» Aim 1:
Retype the part of the comment thread below, starting with "Our kids work" and going on through "sections and fans.".

» Passage given:
⟨
10 Responses to Letter: Winning by any means not actually a win

  1. Angry Lyndon Mom says:

    Having one son who was at Lyndon for 7th-12th grade sports and a second son at Lyndon longer, also myself being a former middle school and high school student athlete, I in many ways agree, in my opinion being a student athlete, coach, asst coach, trainer or team manager is not supposed to be always all about the win. Please don’t get me wrong the win is awesome for the winning team but school athletics is about helping teach our kids how to deal with the WINS AND LOSSES in life.

    My older son loved Lyndon School sports, and my youngest son decided to try to share in that love but was told he shouldn’t waist everyone’s time by being part of the Lyndon High basketball team “Because you didn’t play in middle school and the coach dose not have the time to teach you the game!” It is my understanding that as the coach their JOB is to TEACH THE KIDS THE GAME! am I wrong?

  2. Lyndon student says:

    that group of students is called a student section just fellow student showing support

    • Jonathan N Weber says:

      Interesting how said "support" only occurred when the opposite team had the ball, and including random noise making, but when Lyndon had the ball the section was effectively silent. Also interesting how it occurred within inches of the court, instead of from the stands. No, I don't buy that at all. It was part of the defensive strategy of the team, whether the "student section" was aware of that. Again… not "illegal" – but clearly not relative to Lyndon's skills and ability at the game of basketball.

  3. Lyndon student says:

    we have always been taught good sportsmanship at Lyndon and if we disrespect the other players we would get benched… maybe we have different point of views on sportsmanship

  4. Shawn Fund says:

    Lyndon's kids are well coached and work hard! This guy is out of touch with reality.

  5. Grandpa of players on both teams says:

    I attended the game and have to agree with Mr.Webers assessment. Lyndon has a very talented group of young players. Cheering them as they work hard to achieve their goals is fine. The jeering from staff,students,and parents that formed a line at the court was excessive. I certainly don’t see Mr Weber as a week minded easily offended individual. See the truth in this is the message we send to the future our young. Perhaps weaker is a closed and narrow minded individual whom is obviously offended by free speech. God bless America. My Grandsons on both teams will no doubt surpass us.

  6. Kube Feuerborn says:

    To this..there is SO very much I’d like to say.

    Our kids work VERY hard, and the support from the community for these kids is SECOND TO NONE. I’m very proud to be a part of this athletic community.

    I have 2 boys who play ball for Lyndon and they have nothing but admiration and respect for the coaching staff, cheering sections and fans.

    I actually applauded several times when one of our former students on the Melvern team did well.

    One of my boys, who plays Varsity, was disrespected by his Melvern opponent, and taunted, the entire game. What did my son do? He let his game speak for himself and not run his mouth back. He didn’t feel the the need to get offended by it. Even after the kid said to him, “we didn’t think Lyndon was going to be a problem for us”. I’m very proud of my son.
⟩
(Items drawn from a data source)
⟨
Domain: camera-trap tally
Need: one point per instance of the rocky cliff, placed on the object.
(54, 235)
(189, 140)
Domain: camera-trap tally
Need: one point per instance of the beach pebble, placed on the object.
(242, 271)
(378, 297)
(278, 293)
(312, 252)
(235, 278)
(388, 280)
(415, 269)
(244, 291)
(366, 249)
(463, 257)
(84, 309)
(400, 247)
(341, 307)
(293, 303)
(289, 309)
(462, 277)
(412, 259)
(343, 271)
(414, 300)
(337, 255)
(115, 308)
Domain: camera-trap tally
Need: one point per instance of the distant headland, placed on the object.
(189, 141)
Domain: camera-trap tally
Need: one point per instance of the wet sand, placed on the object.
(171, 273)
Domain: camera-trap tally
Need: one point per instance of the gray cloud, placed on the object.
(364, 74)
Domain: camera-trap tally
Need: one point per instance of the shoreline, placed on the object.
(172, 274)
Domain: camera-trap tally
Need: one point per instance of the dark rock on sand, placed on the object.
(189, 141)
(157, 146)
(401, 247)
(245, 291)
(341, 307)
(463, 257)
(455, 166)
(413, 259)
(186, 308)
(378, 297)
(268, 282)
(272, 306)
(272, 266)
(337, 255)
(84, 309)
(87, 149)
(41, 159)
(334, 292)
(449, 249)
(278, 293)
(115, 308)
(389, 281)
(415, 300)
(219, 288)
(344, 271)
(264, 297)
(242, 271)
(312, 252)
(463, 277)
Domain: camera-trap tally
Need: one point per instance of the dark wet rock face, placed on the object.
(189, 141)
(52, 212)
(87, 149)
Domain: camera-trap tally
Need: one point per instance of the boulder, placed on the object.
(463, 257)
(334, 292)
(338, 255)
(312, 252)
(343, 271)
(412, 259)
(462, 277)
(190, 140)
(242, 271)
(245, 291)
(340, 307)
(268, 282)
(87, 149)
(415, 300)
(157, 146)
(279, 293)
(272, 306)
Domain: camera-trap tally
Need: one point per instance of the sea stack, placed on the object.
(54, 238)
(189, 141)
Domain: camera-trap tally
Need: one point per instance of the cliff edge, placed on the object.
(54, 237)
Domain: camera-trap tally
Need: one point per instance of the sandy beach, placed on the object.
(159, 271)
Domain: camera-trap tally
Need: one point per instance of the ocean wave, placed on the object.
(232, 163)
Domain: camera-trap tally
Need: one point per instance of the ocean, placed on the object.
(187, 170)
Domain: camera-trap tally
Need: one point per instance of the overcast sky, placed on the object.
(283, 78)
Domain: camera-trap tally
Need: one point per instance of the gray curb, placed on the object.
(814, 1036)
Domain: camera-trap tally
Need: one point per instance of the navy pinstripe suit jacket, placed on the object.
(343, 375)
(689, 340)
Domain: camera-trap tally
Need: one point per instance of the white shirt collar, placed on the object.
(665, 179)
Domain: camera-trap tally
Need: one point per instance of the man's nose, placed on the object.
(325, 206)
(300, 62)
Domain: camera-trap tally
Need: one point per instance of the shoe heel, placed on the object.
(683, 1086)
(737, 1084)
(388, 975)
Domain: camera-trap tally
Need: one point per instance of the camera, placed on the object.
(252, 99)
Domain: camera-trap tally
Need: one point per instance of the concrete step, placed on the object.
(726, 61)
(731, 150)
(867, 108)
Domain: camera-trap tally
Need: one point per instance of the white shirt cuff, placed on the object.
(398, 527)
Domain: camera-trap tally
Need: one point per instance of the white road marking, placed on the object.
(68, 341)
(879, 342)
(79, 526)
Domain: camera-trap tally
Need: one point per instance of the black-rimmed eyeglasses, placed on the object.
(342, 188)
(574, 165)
⟩
» Aim 2:
Pull out each line of the listing above that contains the string "dark". Case counts, so match capitalization exactly.

» Problem solution 1:
Our kids work VERY hard, and the support from the community for these kids is SECOND TO NONE. I’m very proud to be a part of this athletic community.

    I have 2 boys who play ball for Lyndon and they have nothing but admiration and respect for the coaching staff, cheering sections and fans.

» Problem solution 2:
Need: one point per instance of the dark rock on sand, placed on the object.
Need: one point per instance of the dark wet rock face, placed on the object.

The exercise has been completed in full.